Selected excerpt
****************
The SSD, which was governed by English law, put in place the following scheme for governance of SMOH and the group. An "Advisory Board" was created, which was to be the "principal governing body of the Group" (clause 17.1.5). The Advisory Board was to have seven members, being (i) Mr Malhotra (who was to act as chairman of the Advisory Board) and three persons nominated by him; (ii) two persons nominated by Actis; and (iii) one independent member, to be appointed by agreement between Mr Malhotra and Actis (clause 17.1.2). The Advisory Board was required to meet at least six times each calendar year at intervals of not more than two months (clause 17.1.4), and would only be quorate if there were three directors present including at least one Actis nominee and one Malhotra nominee (clause 18.4.1). The composition of the boards of directors of SMOH and each group company was to follow the structure of the Advisory Board: (i) Mr Malhotra was entitled to appoint four directors; (ii) Actis was entitled to appoint two non-executive directors; and (iii) there was to be one independent, non-executive director, appointed by agreement between the parties (clauses 17.2.1 to 17.2.3). Mr Malhotra was to be the executive chairman of SMOH and the group under a service contract to be agreed between Actis and Mr Malhotra on the principal terms set out in an already agreed term sheet (clause 17.2.1), provided that if his Service Contract were terminated or expired for any reason he should only be entitled to be non-executive chairman of SMOH and the group.
****************
Dataset entries
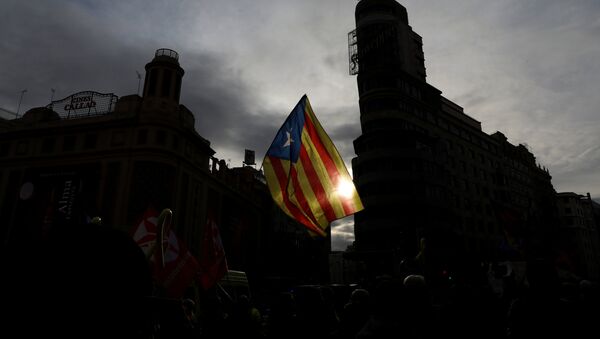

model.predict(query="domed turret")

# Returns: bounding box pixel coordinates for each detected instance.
[144,48,184,104]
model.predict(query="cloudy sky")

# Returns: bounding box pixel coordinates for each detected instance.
[0,0,600,249]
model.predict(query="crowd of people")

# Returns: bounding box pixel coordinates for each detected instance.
[2,225,600,339]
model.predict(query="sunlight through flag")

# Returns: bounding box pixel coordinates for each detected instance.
[263,95,363,236]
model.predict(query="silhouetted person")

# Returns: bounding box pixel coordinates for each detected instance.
[8,224,152,338]
[337,288,371,339]
[229,294,262,338]
[356,279,409,339]
[507,260,571,339]
[268,293,300,339]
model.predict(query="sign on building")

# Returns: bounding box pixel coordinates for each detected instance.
[46,91,118,119]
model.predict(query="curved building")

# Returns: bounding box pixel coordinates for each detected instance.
[349,0,554,274]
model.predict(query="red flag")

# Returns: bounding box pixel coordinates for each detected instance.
[200,215,228,289]
[133,208,199,298]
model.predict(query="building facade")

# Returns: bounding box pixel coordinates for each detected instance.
[556,192,600,280]
[349,0,556,280]
[0,49,330,290]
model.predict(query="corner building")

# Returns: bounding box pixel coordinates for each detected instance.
[349,0,556,275]
[0,49,331,286]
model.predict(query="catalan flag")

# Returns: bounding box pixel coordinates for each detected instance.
[263,95,363,236]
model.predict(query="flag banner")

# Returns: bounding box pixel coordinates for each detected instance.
[199,213,228,290]
[263,95,363,236]
[133,208,199,298]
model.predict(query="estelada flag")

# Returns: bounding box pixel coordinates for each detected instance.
[263,95,363,236]
[199,213,228,290]
[133,208,199,298]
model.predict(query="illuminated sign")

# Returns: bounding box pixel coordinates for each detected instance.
[46,91,118,119]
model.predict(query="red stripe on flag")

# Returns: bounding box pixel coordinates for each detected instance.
[304,112,355,215]
[269,156,323,234]
[290,166,319,225]
[300,147,337,221]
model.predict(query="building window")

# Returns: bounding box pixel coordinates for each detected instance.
[148,69,158,96]
[156,129,167,146]
[160,69,173,98]
[0,142,10,157]
[137,129,148,145]
[42,138,56,154]
[63,135,77,152]
[110,131,125,146]
[17,140,29,155]
[83,133,98,149]
[171,134,179,150]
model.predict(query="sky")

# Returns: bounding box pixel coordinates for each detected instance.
[0,0,600,250]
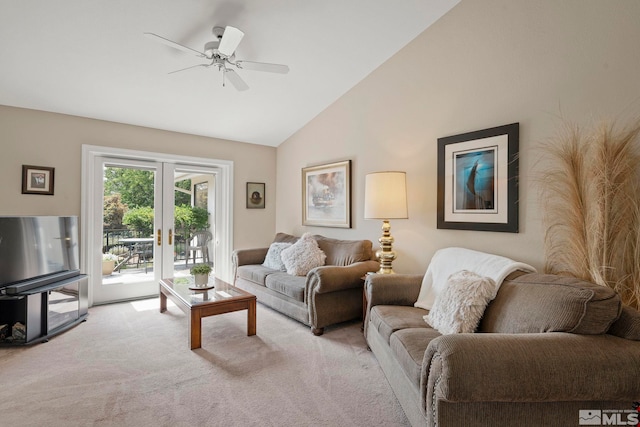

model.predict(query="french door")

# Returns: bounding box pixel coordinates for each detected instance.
[82,147,232,304]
****************
Short problem 1
According to the SSD governance text, how often was the Advisory Board required to meet?
Short problem 2
Rewrite the paragraph of the SSD governance text that begins "The SSD, which was governed by English law" as a brief list, keeping its main facts.
Rely only on the SSD governance text, not on the records.

Complete answer 1
At least six times each calendar year, at intervals of not more than two months.

Complete answer 2
- The SSD was governed by English law and set up a governance scheme for SMOH and the group.
- An Advisory Board was created as the "principal governing body of the Group" (clause 17.1.5).
- The Advisory Board had seven members: Mr Malhotra as chairman plus three persons he nominated, two Actis nominees, and one independent member appointed by agreement between Mr Malhotra and Actis (clause 17.1.2).
- It had to meet at least six times a year, no more than two months apart (clause 17.1.4).
- It was quorate only with three directors present, including at least one Actis nominee and one Malhotra nominee (clause 18.4.1).
- The boards of SMOH and each group company followed the same structure: four directors appointed by Mr Malhotra, two non-executive directors appointed by Actis, and one independent non-executive director appointed by agreement (clauses 17.2.1 to 17.2.3).
- Mr Malhotra was to be executive chairman of SMOH and the group under a service contract on the principal terms of an agreed term sheet (clause 17.2.1).
- If that Service Contract ended for any reason, he would only be entitled to be non-executive chairman.